(Beginning of PAGE TEXT)

PII Detection for AI Agents: Keep Sensitive Data Off the Cloud
How Klawty detects email addresses, phone numbers, credit cards, and IBANs in agent task content — and routes to local models to keep PII off cloud APIs.
The problem nobody talks about
Your AI agent processes a client email. The email contains a phone number, an address, and a bank account IBAN. Your agent sends all of this to a cloud LLM for analysis. Congratulations — you just transmitted personally identifiable information to a third-party API, potentially violating GDPR, and definitely violating your client's trust.
This happens silently in every agent framework that doesn't have a privacy layer. The agent doesn't know what PII is. The LLM provider stores the data for training (unless you've opted out per their specific policy). And you have no audit trail of what was sent where.
The privacy router
Klawty's privacy router sits between the agent runtime and the LLM provider. Every outbound prompt is scanned before it leaves the machine.

(End of PAGE TEXT)
(Beginning of DATA LISTING)

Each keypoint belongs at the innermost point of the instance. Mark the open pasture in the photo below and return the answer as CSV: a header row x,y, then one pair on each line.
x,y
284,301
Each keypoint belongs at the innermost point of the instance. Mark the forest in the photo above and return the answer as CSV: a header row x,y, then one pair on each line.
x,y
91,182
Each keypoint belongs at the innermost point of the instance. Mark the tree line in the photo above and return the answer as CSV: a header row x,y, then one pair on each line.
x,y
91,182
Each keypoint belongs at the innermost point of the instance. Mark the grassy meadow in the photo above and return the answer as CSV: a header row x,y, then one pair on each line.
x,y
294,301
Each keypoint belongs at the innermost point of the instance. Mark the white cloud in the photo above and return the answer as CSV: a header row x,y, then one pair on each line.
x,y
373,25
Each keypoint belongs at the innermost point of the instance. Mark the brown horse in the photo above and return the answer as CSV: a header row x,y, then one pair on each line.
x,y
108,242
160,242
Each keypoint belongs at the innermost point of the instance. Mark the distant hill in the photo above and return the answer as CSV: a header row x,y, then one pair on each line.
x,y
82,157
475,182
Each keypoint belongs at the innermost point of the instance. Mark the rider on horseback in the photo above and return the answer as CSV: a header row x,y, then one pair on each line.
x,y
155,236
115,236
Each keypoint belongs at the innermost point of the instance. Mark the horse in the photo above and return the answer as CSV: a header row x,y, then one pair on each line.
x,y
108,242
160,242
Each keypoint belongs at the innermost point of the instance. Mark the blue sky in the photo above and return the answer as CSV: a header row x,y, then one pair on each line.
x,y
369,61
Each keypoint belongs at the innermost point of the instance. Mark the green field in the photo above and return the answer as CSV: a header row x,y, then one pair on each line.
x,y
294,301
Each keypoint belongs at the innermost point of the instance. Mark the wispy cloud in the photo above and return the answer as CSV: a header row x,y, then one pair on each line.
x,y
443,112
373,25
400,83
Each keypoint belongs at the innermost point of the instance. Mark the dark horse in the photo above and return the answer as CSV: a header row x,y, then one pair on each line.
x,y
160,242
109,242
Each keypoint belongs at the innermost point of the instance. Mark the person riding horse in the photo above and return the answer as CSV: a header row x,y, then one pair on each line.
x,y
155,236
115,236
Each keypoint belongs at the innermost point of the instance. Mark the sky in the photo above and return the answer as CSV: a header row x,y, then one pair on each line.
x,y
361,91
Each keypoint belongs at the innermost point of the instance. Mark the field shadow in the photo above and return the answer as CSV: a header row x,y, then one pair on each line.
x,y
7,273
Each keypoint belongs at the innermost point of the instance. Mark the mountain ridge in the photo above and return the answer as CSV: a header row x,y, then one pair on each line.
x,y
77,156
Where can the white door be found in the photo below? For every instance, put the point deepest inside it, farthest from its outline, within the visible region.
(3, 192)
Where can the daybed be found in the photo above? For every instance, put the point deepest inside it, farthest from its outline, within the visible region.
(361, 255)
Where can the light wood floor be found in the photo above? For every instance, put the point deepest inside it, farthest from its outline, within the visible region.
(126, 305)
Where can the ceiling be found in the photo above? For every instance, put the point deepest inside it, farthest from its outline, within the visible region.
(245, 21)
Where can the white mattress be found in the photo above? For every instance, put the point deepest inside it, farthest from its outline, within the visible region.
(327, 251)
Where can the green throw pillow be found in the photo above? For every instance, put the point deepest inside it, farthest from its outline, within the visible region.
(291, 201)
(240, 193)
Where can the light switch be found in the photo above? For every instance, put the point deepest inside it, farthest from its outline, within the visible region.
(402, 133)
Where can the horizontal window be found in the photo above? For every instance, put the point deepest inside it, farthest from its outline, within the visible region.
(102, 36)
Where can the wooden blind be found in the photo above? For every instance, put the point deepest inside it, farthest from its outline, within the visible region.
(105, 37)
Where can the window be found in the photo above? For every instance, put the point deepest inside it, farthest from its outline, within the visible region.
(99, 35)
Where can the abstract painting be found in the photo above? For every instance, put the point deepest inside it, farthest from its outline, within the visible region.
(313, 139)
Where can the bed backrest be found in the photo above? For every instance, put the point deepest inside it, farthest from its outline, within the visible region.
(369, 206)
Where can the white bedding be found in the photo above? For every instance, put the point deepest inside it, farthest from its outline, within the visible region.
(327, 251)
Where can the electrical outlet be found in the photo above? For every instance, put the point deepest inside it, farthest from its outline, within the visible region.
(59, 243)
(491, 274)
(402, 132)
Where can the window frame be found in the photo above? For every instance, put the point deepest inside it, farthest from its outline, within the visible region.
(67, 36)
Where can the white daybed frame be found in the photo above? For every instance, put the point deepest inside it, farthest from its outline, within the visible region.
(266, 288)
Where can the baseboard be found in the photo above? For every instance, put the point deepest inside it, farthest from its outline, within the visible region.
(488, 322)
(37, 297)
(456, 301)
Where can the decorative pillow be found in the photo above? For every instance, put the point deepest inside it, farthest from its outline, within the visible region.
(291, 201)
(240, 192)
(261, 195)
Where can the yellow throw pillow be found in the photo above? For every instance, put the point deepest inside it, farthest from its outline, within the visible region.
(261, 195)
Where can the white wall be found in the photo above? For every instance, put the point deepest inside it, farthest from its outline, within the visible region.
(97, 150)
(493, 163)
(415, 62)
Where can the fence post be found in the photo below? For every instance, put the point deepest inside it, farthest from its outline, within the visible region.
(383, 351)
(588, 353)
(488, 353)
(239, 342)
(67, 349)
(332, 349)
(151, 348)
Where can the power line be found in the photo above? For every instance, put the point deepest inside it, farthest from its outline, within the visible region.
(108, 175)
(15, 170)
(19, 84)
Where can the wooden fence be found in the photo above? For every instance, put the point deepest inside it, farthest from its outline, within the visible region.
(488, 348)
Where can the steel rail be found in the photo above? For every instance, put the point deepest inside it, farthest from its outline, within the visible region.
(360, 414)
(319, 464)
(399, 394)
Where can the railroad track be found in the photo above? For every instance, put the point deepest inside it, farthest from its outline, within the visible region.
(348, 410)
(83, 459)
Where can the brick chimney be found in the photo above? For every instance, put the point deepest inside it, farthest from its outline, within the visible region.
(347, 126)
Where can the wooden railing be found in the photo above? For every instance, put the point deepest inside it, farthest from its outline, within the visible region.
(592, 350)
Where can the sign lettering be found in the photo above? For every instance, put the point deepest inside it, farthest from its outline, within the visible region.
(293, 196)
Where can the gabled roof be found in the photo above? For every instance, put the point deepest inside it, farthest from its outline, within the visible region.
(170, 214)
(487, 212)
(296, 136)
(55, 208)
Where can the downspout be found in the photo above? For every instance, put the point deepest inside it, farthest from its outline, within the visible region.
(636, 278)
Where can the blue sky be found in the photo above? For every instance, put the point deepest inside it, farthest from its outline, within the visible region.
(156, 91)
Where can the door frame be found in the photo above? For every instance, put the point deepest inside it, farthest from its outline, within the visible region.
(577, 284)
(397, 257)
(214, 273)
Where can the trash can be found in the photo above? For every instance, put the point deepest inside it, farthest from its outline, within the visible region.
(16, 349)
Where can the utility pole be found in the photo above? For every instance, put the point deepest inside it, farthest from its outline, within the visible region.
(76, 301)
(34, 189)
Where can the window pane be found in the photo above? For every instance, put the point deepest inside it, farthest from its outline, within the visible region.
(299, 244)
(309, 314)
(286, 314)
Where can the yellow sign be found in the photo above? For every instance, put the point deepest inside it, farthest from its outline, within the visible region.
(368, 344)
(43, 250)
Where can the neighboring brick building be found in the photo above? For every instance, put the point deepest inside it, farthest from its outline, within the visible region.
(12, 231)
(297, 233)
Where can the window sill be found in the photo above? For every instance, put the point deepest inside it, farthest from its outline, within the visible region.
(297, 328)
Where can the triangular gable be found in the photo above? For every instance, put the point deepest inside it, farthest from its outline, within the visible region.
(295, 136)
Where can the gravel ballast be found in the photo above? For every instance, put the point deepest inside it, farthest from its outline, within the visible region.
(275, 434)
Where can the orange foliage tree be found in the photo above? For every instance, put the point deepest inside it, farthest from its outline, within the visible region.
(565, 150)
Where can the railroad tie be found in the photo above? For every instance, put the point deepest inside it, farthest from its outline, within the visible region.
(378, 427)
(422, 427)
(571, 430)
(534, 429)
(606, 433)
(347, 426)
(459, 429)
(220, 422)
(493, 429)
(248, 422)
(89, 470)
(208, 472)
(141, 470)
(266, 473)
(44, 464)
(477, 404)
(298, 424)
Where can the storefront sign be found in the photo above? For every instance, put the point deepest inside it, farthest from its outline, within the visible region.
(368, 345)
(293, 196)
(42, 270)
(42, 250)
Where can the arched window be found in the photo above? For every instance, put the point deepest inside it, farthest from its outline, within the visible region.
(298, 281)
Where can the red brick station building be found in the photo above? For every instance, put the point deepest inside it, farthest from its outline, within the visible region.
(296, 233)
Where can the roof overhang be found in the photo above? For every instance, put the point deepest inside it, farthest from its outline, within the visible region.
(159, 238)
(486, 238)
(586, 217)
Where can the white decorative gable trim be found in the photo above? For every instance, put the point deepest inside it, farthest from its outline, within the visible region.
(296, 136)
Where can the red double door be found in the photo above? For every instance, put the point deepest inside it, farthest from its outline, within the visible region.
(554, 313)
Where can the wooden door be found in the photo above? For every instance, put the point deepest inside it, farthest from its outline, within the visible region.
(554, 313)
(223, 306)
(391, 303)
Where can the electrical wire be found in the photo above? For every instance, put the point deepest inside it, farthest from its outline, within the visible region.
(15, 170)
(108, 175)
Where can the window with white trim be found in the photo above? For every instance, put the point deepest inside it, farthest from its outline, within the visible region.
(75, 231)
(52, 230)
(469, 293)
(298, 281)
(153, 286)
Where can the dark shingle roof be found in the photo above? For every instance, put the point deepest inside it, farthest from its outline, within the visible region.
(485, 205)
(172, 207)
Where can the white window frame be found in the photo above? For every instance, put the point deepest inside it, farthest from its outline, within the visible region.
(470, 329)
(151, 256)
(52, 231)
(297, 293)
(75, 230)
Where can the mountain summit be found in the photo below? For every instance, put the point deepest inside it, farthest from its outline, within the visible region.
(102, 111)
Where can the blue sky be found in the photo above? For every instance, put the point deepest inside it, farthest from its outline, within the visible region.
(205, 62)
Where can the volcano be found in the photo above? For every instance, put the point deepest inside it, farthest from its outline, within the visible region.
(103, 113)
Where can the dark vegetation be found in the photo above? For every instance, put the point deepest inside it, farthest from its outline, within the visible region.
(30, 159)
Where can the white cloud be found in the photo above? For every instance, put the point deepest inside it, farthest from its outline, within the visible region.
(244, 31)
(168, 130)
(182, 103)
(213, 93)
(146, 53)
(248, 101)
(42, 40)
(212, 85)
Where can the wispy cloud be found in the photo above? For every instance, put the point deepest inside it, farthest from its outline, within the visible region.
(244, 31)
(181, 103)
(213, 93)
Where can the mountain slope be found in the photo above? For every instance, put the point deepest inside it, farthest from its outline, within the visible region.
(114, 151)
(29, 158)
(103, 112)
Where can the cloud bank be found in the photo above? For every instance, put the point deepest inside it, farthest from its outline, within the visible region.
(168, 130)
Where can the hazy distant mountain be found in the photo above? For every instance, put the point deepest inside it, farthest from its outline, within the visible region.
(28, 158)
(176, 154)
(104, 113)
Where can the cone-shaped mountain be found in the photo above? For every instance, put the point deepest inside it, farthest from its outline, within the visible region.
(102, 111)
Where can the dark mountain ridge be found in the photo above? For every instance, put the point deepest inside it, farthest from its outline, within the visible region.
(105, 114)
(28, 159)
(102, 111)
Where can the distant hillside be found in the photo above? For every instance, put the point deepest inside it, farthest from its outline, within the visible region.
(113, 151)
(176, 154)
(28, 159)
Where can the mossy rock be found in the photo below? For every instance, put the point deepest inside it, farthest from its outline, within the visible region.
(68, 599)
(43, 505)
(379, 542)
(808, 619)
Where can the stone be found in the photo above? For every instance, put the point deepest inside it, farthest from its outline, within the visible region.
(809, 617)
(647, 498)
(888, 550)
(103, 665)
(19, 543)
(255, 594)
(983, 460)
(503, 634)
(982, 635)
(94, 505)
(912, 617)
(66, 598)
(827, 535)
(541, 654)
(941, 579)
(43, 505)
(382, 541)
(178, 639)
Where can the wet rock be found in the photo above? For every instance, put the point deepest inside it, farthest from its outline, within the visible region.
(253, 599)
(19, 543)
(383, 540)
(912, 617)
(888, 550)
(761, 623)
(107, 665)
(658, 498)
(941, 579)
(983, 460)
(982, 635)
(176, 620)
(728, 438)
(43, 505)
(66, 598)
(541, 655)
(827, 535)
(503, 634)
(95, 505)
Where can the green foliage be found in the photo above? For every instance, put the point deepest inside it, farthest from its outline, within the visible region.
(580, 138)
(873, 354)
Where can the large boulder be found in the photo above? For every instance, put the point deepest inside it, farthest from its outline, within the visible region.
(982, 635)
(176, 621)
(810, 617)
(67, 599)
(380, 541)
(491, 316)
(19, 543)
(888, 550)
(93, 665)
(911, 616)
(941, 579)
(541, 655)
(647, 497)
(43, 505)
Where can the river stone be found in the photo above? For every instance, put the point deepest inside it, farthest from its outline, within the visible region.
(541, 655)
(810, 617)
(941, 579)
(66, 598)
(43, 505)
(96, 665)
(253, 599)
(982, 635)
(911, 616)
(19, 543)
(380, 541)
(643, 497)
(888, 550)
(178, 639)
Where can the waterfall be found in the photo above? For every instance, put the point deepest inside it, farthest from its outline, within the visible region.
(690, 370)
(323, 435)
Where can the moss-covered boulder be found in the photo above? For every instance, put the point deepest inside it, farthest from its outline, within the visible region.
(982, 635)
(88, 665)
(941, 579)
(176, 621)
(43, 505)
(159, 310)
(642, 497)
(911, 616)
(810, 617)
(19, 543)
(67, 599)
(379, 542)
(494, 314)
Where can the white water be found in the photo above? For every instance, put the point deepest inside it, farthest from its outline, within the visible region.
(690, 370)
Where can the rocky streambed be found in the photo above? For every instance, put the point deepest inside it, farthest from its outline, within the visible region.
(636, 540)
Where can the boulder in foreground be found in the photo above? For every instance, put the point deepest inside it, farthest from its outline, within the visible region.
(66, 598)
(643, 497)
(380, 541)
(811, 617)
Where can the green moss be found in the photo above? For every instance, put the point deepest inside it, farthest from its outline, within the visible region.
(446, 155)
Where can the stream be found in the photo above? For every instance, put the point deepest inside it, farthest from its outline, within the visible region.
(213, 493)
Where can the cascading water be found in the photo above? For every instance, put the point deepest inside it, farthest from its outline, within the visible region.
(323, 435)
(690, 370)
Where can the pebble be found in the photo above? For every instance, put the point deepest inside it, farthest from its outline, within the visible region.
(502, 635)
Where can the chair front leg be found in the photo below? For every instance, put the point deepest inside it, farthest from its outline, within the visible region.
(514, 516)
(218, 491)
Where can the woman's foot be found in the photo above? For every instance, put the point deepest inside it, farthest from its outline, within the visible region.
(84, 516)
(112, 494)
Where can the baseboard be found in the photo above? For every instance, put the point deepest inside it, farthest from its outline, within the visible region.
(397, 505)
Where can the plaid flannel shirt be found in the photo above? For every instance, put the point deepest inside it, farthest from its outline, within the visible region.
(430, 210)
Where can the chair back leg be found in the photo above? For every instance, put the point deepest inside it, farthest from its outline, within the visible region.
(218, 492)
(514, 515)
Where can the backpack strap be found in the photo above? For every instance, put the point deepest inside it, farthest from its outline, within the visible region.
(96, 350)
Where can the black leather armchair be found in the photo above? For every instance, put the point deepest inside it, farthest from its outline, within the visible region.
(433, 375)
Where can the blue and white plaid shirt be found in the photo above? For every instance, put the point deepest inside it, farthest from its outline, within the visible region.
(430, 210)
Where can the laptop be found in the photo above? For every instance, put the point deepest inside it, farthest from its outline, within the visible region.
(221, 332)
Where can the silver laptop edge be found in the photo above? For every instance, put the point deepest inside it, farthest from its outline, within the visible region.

(End of DATA LISTING)

EXERCISE INSTRUCTIONS
A – Do the following statements agree with the PII detection text? For each of (i), (ii) and (iii), answer yes or no and quote the words of the text that decide it.
(i) Every outbound prompt is scanned before it leaves the machine.
(ii) The agent knows what PII is.
(iii) Klawty's privacy router sits between the agent runtime and the user.
B – According to the PII detection text, which kinds of data does Klawty detect in agent task content?
C – Give the PII detection text again, beginning at "The problem nobody" and stopping after "leaves the machine.", and swap each "LLM provider" for "model vendor".
Use only the PII detection text, not the rows.

RESULTS
A –
(i) Yes: "Every outbound prompt is scanned before it leaves the machine."
(ii) No: "The agent doesn't know what PII is."
(iii) No: "Klawty's privacy router sits between the agent runtime and the LLM provider."

B – Email addresses, phone numbers, credit cards, and IBANs.

C –
The problem nobody talks about
Your AI agent processes a client email. The email contains a phone number, an address, and a bank account IBAN. Your agent sends all of this to a cloud LLM for analysis. Congratulations — you just transmitted personally identifiable information to a third-party API, potentially violating GDPR, and definitely violating your client's trust.
This happens silently in every agent framework that doesn't have a privacy layer. The agent doesn't know what PII is. The model vendor stores the data for training (unless you've opted out per their specific policy). And you have no audit trail of what was sent where.
The privacy router
Klawty's privacy router sits between the agent runtime and the model vendor. Every outbound prompt is scanned before it leaves the machine.